**DOCUMENT SEGMENT:**

Forces in Equilibrium

Lab III, Problem 2: Forces in Equilibrium

Zachery Smith

November 16th, 2017

Physics 1301W, Professor: M. Marshak, TA: C. Schimming

Abstract

The idea of mechanical energy stored in springs and a springs behavior when acted on by an outside force were studied. A video of a spring with a given mass attached was taken and the system’s motion was analyzed. In this analysis, it was found that the mechanical energy stored in springs is directly proportional to the square of the spring’s displacement from equilibrium.

        Introduction

While designing the suspension for any type of modern car, springs are regularly used to dissipate the energy of the car bouncing up and down. In general, a spring can gain internal energy by being both stretched and compressed from its equilibrium position; but, there are several different variables, like the spring’s stiffness (spring constant) and the length the spring is stretched from equilibrium, that can affect the amount of mechanical energy stored in the spring at any given time. The lab group, challenged with the task of designing a suspension system for a new sports car, must understand the storage of energy within springs before being able to assess how well certain springs will function as energy dissipates while the car is in motion.

**GIVEN INFORMATION:**

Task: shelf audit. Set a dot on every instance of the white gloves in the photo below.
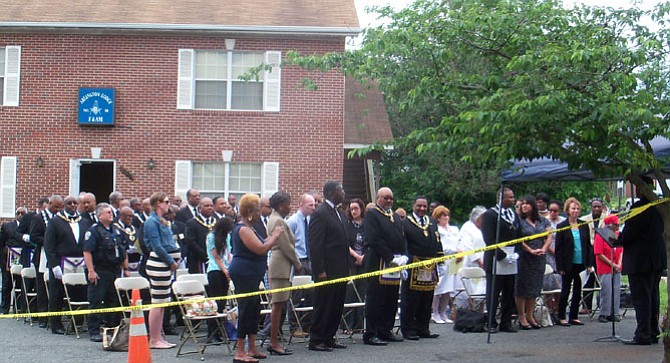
(58, 273)
(512, 258)
(399, 260)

**WORK TO COMPLETE:**
1. For each statement below, decide whether it agrees with the lab report on forces in equilibrium. Answer yes or no, and quote the deciding words from the report.
(a) A video was made of a spring with a given mass attached.
(b) The mechanical energy stored in a spring is directly proportional to its displacement from equilibrium.
(c) A spring gains internal energy only by being stretched.
2. Answer these questions from the lab report on forces in equilibrium:
(a) Who is listed as the TA?
(b) What date does the report carry?
(c) What is the lab group challenged to design?

**FULL ANSWERS:**
1.
(a) Yes: "A video of a spring with a given mass attached was taken"
(b) No: "directly proportional to the square of the spring’s displacement from equilibrium"
(c) No: "a spring can gain internal energy by being both stretched and compressed from its equilibrium position"

2.
(a) C. Schimming
(b) November 16th, 2017
(c) A suspension system for a new sports car